### [SHORT TASK]
Could you write out the rows below again, replacing "photograph" with "image" wherever it occurs and leaving everything else unchanged?

************

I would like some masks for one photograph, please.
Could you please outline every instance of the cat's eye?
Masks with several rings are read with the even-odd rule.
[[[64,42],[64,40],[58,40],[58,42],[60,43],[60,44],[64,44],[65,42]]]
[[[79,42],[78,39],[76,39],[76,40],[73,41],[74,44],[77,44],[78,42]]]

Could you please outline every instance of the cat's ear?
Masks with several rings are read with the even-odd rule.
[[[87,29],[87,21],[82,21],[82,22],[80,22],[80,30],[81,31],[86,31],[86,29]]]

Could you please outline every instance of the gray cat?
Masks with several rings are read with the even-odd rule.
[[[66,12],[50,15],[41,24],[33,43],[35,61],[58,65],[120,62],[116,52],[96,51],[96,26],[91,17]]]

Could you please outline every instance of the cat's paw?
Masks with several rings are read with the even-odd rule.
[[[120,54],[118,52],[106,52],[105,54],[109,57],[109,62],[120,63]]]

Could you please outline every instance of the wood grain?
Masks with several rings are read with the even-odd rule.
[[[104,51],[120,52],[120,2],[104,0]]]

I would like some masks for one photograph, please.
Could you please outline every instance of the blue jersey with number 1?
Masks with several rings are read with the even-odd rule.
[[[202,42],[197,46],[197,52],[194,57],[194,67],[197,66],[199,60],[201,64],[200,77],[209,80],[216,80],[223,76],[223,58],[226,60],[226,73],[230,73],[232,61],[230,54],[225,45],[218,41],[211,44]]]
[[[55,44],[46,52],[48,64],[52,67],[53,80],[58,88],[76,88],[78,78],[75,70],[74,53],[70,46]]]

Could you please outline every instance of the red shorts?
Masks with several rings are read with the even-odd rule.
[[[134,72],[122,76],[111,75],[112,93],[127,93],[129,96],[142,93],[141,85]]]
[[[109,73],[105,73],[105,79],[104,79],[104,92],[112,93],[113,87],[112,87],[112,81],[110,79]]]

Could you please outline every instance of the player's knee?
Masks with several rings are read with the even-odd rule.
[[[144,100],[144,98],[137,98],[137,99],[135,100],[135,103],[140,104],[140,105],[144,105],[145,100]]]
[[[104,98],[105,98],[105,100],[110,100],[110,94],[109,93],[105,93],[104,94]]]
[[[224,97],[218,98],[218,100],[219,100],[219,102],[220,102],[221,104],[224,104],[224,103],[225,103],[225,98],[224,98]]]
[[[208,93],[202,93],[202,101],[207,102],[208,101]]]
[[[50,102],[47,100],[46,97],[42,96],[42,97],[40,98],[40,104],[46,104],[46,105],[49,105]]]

************

### [SOLUTION TO THIS PROBLEM]
I would like some masks for one image, please.
Could you please outline every instance of the cat's eye?
Masks with several rings are read with the even-odd rule.
[[[64,42],[64,40],[58,40],[58,42],[60,43],[60,44],[64,44],[65,42]]]
[[[79,42],[78,39],[76,39],[76,40],[73,41],[74,44],[77,44],[78,42]]]

Could you please outline every instance of the cat's ear?
Masks with several rings are read with the even-odd rule.
[[[87,29],[87,21],[82,21],[82,22],[80,22],[80,30],[81,31],[86,31],[86,29]]]

Could you please outline every instance of the gray cat?
Masks with several rings are read with the even-odd rule.
[[[66,12],[50,15],[41,24],[33,43],[35,61],[58,65],[120,62],[116,52],[96,51],[96,26],[91,17]]]

Could you please outline every instance of the cat's paw?
Masks with several rings are read with the even-odd rule.
[[[120,54],[118,52],[106,52],[105,54],[109,57],[109,62],[120,63]]]

Could you please outline every instance of the wood grain?
Masks with several rings are read with the even-odd rule.
[[[104,51],[120,52],[120,2],[104,0]]]

I would like some masks for one image, please.
Could you please outline every instance of the blue jersey with number 1?
Masks with several rings are read with the even-odd rule.
[[[202,42],[197,46],[197,52],[194,57],[194,67],[197,66],[199,60],[201,64],[200,77],[209,80],[216,80],[223,76],[223,58],[226,60],[226,73],[230,73],[232,61],[230,54],[225,45],[218,41],[211,44]]]
[[[55,44],[46,52],[48,64],[52,67],[53,80],[58,88],[76,88],[78,78],[75,70],[74,53],[70,46]]]

Could you please outline every instance of the red shorts?
Masks with several rings are read with the even-odd rule.
[[[134,72],[122,76],[111,75],[112,93],[127,93],[129,96],[142,93],[141,85]]]
[[[109,73],[105,73],[105,79],[104,79],[104,92],[112,93],[113,87],[112,87],[112,81],[110,79]]]

Could you please outline every instance of the player's knee?
Masks with several rings are read with the even-odd rule.
[[[144,100],[144,98],[137,98],[137,99],[135,100],[135,103],[140,104],[140,105],[144,105],[145,100]]]
[[[104,98],[105,98],[105,100],[110,100],[110,94],[109,93],[105,93],[104,94]]]
[[[224,97],[218,98],[218,100],[219,100],[219,102],[220,102],[221,104],[224,104],[224,103],[225,103],[225,98],[224,98]]]
[[[208,93],[202,93],[202,101],[207,102],[208,101]]]
[[[50,102],[47,100],[46,97],[42,96],[42,97],[40,98],[40,104],[46,104],[46,105],[49,105]]]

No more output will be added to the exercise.